> _Problem statement_
Each line from the one containing "Target: wire mesh fence" through the last line of the material below is to be transcribed exactly, with nothing else included.

═════ Material for this exercise ═════

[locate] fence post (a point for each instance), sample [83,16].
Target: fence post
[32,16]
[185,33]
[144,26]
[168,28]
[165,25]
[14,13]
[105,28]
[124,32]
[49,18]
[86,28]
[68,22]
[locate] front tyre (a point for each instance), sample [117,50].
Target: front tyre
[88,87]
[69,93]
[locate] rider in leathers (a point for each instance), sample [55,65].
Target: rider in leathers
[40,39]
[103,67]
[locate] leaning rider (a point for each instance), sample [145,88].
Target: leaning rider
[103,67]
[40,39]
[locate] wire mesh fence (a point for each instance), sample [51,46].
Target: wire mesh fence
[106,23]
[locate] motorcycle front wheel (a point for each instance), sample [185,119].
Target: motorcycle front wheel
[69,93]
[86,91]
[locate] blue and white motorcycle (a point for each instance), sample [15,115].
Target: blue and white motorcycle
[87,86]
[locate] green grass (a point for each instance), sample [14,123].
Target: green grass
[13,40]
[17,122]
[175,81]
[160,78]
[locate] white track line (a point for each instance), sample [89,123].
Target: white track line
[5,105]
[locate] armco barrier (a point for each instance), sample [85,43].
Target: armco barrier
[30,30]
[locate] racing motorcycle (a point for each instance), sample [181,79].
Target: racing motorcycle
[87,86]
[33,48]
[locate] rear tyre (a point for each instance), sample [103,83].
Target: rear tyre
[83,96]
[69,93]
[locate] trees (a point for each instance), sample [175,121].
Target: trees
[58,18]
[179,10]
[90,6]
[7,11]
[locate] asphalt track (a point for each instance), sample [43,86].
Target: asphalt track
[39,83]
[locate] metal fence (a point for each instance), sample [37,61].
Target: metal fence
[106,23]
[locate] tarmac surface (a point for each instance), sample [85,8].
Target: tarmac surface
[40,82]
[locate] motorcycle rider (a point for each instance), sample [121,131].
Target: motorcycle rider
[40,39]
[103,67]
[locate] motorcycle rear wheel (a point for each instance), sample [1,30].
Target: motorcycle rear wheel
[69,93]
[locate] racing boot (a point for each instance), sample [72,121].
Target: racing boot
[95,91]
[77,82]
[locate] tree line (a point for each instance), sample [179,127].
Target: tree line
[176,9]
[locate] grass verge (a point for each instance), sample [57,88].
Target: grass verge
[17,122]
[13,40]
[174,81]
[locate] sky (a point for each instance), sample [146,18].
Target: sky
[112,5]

═════

> _Exercise result_
Target: wire mesh fence
[106,23]
[locate] motorcycle front wheel (a point for each instance), sample [185,119].
Target: motorcycle front wheel
[69,93]
[86,91]
[locate] blue and white motorcycle (a point for each instance), sample [15,115].
Target: blue and white motorcycle
[87,86]
[locate] green grass (a point for each instance), sample [14,123].
Target: green grass
[13,40]
[17,122]
[175,81]
[160,78]
[locate] white track line (a point for each instance), sample [89,123].
Target: white track line
[5,105]
[locate] armco barrier (a point for each instance), sample [85,43].
Target: armco barrier
[30,30]
[locate] racing motorcycle (a point for each instance), sample [181,79].
Target: racing motorcycle
[87,86]
[33,48]
[locate] rear tyre (a point for each instance), sample [103,83].
Target: rear tyre
[83,96]
[69,93]
[locate] trees (a point for each instance), sample [175,121].
Target: trees
[58,18]
[179,10]
[90,6]
[7,11]
[locate] asphalt track (a point for each instance), sample [43,86].
Target: asphalt track
[39,83]
[locate] metal fence (a point for each instance), sample [37,61].
Target: metal fence
[106,23]
[locate] tarmac surface (a point for each instance), sample [85,8].
Target: tarmac surface
[40,82]
[locate] motorcycle rider (a point for each instance), sample [121,131].
Target: motorcycle rider
[40,39]
[103,67]
[locate] motorcycle rear wheel (a point for each instance), sample [1,30].
Target: motorcycle rear wheel
[69,93]
[locate] racing boot (a point for each instance), sample [72,121].
Target: racing boot
[95,91]
[77,82]
[locate] tree line (a point for each instance), sample [179,127].
Target: tree line
[176,9]
[locate] grass verge (a point for each instance), sample [57,88].
Target: grass verge
[17,122]
[13,40]
[174,81]
[locate] sky (a point for each instance), sample [146,18].
Target: sky
[112,5]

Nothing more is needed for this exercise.